Saved data entries
☆ ☆ ☆

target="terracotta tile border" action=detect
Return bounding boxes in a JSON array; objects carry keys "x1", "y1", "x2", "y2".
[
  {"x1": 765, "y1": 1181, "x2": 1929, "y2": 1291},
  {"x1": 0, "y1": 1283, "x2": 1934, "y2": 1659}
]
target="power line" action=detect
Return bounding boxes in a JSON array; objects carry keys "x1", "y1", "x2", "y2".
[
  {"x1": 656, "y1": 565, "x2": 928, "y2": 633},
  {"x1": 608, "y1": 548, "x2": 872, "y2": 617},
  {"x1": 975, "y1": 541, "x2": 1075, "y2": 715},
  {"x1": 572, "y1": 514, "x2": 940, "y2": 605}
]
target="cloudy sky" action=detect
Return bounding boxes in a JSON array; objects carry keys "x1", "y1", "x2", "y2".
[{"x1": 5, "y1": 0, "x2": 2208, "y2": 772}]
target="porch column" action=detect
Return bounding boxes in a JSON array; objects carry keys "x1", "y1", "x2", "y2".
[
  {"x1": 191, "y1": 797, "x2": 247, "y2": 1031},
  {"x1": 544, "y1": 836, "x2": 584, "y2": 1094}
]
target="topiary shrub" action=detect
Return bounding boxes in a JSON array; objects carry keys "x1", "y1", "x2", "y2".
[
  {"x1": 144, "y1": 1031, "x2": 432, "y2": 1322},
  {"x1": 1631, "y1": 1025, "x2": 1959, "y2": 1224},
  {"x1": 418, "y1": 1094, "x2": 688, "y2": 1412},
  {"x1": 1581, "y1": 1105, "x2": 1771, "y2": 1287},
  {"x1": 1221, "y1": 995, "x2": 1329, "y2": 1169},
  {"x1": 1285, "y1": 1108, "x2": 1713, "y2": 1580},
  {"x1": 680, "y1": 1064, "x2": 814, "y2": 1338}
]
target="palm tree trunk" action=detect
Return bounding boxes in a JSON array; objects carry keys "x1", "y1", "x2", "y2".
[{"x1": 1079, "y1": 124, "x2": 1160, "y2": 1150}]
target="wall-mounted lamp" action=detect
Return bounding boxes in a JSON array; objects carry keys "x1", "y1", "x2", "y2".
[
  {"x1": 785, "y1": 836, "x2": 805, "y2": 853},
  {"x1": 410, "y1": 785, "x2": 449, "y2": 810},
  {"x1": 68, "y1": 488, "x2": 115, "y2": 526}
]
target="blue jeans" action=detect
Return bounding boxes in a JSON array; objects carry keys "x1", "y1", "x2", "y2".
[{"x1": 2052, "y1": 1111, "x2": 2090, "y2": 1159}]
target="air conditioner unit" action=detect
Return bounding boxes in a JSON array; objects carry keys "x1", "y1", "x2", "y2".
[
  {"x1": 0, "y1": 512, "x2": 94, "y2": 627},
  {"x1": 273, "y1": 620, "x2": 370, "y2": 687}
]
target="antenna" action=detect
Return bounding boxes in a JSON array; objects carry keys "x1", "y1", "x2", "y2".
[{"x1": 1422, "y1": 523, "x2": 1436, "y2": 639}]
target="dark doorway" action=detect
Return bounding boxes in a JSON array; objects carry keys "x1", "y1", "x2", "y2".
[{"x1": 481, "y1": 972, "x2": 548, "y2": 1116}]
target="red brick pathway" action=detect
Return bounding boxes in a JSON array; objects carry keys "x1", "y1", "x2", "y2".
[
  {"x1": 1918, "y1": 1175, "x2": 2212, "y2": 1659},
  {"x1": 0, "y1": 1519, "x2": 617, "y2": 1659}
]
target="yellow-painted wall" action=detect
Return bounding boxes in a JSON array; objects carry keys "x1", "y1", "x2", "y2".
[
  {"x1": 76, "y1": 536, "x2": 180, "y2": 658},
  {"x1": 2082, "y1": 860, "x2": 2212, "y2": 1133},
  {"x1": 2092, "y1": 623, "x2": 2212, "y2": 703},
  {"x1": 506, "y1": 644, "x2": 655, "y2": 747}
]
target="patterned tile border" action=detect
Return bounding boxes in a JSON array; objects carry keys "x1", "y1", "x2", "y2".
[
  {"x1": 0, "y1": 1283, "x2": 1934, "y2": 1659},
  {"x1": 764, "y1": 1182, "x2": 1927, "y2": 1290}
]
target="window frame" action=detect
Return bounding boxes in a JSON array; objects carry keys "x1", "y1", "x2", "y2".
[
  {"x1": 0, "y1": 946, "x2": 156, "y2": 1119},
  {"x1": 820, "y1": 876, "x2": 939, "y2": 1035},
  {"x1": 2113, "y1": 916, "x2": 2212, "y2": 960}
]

☆ ☆ ☆

◆ Work task
Across the entries, tally every line that contains the word "tile" and report the sum by itself.

◆ Written solution
2